[THE PROBLEM] Reproduce all the items below, swapping "comma only" for "no spaces" and leaving everything else unchanged.

[EXTRACTED ENTRIES]
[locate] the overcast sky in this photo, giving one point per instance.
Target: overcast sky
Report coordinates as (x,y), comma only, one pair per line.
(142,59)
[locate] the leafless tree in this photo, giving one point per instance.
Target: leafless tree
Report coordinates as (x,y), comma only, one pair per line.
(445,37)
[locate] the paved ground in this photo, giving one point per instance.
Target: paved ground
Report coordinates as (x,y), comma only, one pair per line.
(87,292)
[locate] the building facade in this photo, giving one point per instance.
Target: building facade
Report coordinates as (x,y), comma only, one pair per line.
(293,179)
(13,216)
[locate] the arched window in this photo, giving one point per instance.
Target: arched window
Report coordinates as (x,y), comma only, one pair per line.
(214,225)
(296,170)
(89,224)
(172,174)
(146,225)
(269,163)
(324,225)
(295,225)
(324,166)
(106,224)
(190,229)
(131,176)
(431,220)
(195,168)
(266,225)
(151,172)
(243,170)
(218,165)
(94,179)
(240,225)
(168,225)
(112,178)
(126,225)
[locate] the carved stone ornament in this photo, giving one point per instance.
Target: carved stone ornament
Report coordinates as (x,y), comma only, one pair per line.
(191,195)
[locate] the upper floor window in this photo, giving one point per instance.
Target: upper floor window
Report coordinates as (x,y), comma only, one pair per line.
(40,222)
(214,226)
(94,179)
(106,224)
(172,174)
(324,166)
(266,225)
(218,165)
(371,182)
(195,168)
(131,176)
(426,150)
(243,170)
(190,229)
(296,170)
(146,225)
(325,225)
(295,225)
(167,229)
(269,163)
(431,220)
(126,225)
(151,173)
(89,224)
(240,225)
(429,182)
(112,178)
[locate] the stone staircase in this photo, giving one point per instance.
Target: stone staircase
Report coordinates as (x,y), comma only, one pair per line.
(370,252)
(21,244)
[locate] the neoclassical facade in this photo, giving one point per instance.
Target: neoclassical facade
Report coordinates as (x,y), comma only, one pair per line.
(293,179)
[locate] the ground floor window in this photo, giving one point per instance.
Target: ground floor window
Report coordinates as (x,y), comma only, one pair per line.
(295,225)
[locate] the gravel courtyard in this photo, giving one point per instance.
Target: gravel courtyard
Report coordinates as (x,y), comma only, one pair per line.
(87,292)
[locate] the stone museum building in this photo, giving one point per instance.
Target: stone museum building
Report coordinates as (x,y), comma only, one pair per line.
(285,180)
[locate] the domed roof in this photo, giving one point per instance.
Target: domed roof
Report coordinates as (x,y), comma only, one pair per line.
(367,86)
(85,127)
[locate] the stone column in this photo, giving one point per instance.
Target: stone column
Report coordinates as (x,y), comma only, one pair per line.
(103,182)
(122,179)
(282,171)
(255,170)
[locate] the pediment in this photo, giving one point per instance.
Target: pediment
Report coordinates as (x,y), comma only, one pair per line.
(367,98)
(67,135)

[EXPECTED ANSWER]
[locate] the overcast sky in this photo, giving one point per instance.
Target: overcast sky
Report coordinates as (x,y), no spaces, one pair per line.
(142,59)
[locate] the leafless tree in this photo, giving one point per instance.
Target: leafless tree
Report coordinates as (x,y), no spaces, one pair per line.
(445,37)
[locate] the paved ground in this photo, giving one point per instance.
Target: paved ground
Report coordinates as (x,y), no spaces, one pair per line.
(87,292)
[locate] the building facade in this photo, giving one point per instance.
Target: building facade
Report coordinates as (x,y), no spaces, one pair per line.
(293,179)
(13,216)
[locate] the arched window in this photo, giving one point per instance.
Target: arched window
Report coordinates as (x,y), no spaces, one pair per line.
(214,225)
(296,170)
(89,224)
(172,174)
(146,225)
(269,163)
(324,225)
(295,225)
(324,166)
(106,224)
(190,229)
(131,176)
(431,220)
(195,168)
(266,225)
(151,172)
(243,170)
(218,165)
(94,179)
(240,225)
(168,225)
(112,178)
(126,225)
[locate] the carved stone ornament in this photo, giving one point per instance.
Target: carved stone ornament
Report coordinates as (x,y), no spaces, one pair per line.
(191,195)
[locate] the upper floor window in this photo, giving one point per instance.
Target: upper floor window
Report coordinates as (x,y), no spaces, one pair per line.
(40,222)
(214,226)
(94,179)
(106,224)
(172,174)
(324,166)
(266,225)
(218,165)
(371,182)
(195,168)
(131,176)
(426,150)
(243,170)
(190,229)
(296,170)
(146,225)
(325,225)
(295,225)
(167,229)
(269,163)
(431,220)
(126,225)
(151,173)
(89,224)
(240,225)
(429,182)
(112,178)
[locate] the stone staircase in this photo, giving one point per instance.
Target: stone staircase
Report coordinates as (x,y), no spaces, one pair per line.
(370,252)
(21,244)
[locate] the neoclassical facade in this photo, giving one point per instance.
Target: neoclassical facade
Report coordinates as (x,y), no spaces, one pair per line.
(293,179)
[locate] the ground floor window in this photo, giving one point per instance.
Target: ground floor window
Report coordinates as (x,y), no spaces, one pair per line.
(295,225)
[locate] the gravel courtyard in this photo, giving one point per instance.
Target: gravel courtyard
Report coordinates as (x,y), no spaces, one pair per line.
(87,292)
[locate] the stone museum building in this photo, giving one point per instance.
Target: stone museum building
Report coordinates as (x,y), no spaces, one pair per line.
(285,180)
[locate] the domed roof in this photo, giving one point per instance.
Target: domed roof
Report coordinates as (x,y), no spaces, one pair per line.
(367,86)
(85,127)
[locate] the stone column in this photo, giving one point per instance.
Target: stone column
Report coordinates as (x,y), no spaces, one pair per line.
(103,182)
(122,179)
(282,171)
(255,170)
[locate] the pediment in this photo, giving one point per instance.
Target: pediment
Report coordinates as (x,y), no spaces, one pair per line.
(367,98)
(67,135)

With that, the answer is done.